■ TUGAS YANG DIKERJAKAN
a: Dalam teks tentang kedekatan para Shohabat dengan Nabi ﷺ, apa kedudukan Anas bagi beliau di Madinah?
b: Tuliskan kelanjutan teks tentang kedekatan para Shohabat dengan Nabi ﷺ, mulai setelah kalimat terakhirnya.

■ TEKS BACAAN
☆ ☆ ☆ ☆ ☆
3.2 Kedekatan dengan Nabi ﷺ
Dari kondisi para muktsirin ini secara keseluruhan,
kita memahami bahwa penerimaan (ilmu) mereka dari Rosululloh ﷺ terjadi di Madinah.
Di sanalah negara telah stabil, syari’at-syari’at diturunkan, dan Nabi ﷺ memiliki waktu luang
untuk mengajarkan Al-Qur’an Al-Karim dan berbagai syari’at yang turun
berturut-turut kepada para Shohabat beliau. Setelah Shulhul Hudaibiyyah
(Perjanjian Hudaibiyah) dan Fathul Makkah (Penaklukkan Makkah), orang-orang
berbondong-bondong masuk ke dalam agama Alloh. Maka, kaum Muslimin yang baru
datang berbondong-bondong menemui Rosul ﷺ di Masjid beliau, dan beliau pun mengajarkan Islam kepada
mereka. Mereka bertanya kepada beliau dan beliau menjawabnya, disaksikan dan
didengar oleh para Shohabat yang mulia.
Sebagian besar Shohabat ini rodhiyallahu ‘anhum
memiliki alasan untuk dekat dengan Nabi ﷺ, dan kekhususan yang hampir tidak dimiliki oleh orang lain. ‘Aisyah
adalah istri beliau, Anas adalah pelayan beliau di Madinah, Ibnu ‘Umar adalah
putra tertua Al-Faaruuq (‘Umar bin Khoththob) dan saudara laki-laki Ummu Mu’minin
Hafshoh. Abu Huroiroh sangat setia menyertai Nabi ﷺ, karena beliau adalah salah seorang Ahlush Shuffah yang tinggal
di Masjid. Ibnu ‘Abbas adalah sepupu Nabi ﷺ, sehingga karena kedudukannya yang dekat, beliau menyaksikan
apa yang tidak disaksikan oleh orang lain, sebagaimana beliau sendiri
menyatakan hal ini (HR. Al-Bukhori no. 7325). Beliau juga kadang menginap di
tempat bibinya, Ummu Mu’minin Maimunah. Jaabir dan Abu Sa’id Al-Khudri ikut
menyaksikan semua pertempuran bersama Nabi ﷺ setelah ayah masing-masing wafat. Jaabir memiliki kedekatan
khusus dengan Nabi ﷺ,
karena ayahnya terbunuh pada hari Uhud dan meninggalkan saudari-saudari
baginya. Jaabir pun menanggung nafkah mereka. Nabi ﷺ berbuat baik kepada Jaabir dan menyayanginya, dan beliau
memiliki banyak momen bersamanya.
☆ ☆ ☆ ☆ ☆
■ DATA YANG DIBERIKAN

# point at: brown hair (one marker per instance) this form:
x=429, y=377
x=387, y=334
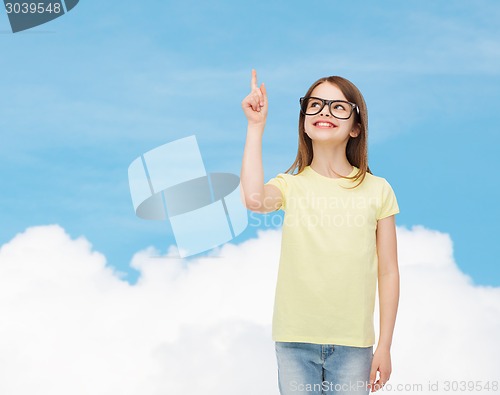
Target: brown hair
x=357, y=147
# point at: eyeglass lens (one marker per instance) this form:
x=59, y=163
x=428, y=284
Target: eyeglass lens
x=339, y=109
☆ ☆ ☆ ☆ ☆
■ JAWABAN TIAP TUGAS
a: Anas adalah pelayan Nabi ﷺ di Madinah.

b:
Kasus Ummu Mu’minin ‘Aisyah rodhiyallahu ‘anha sangat
menarik perhatian. Nabi ﷺ
menikahinya pada tahun kedua Hijriyyah, setelah Khodiijah dan Saudah rodhiyallahu
‘anhuma. Tidak ada satu pun istri beliau yang meriwayatkan Hadits sebanyak
yang diriwayatkan oleh ‘Aisyah. Ibunda kaum Mu’minin yang paling dekat jumlah
riwayatnya adalah Ummu Salamah. Beliau meriwayatkan 387 Hadits. Lalu, apa yang
menyebabkan ‘Aisyah meriwayatkan Hadits sebanyak ini?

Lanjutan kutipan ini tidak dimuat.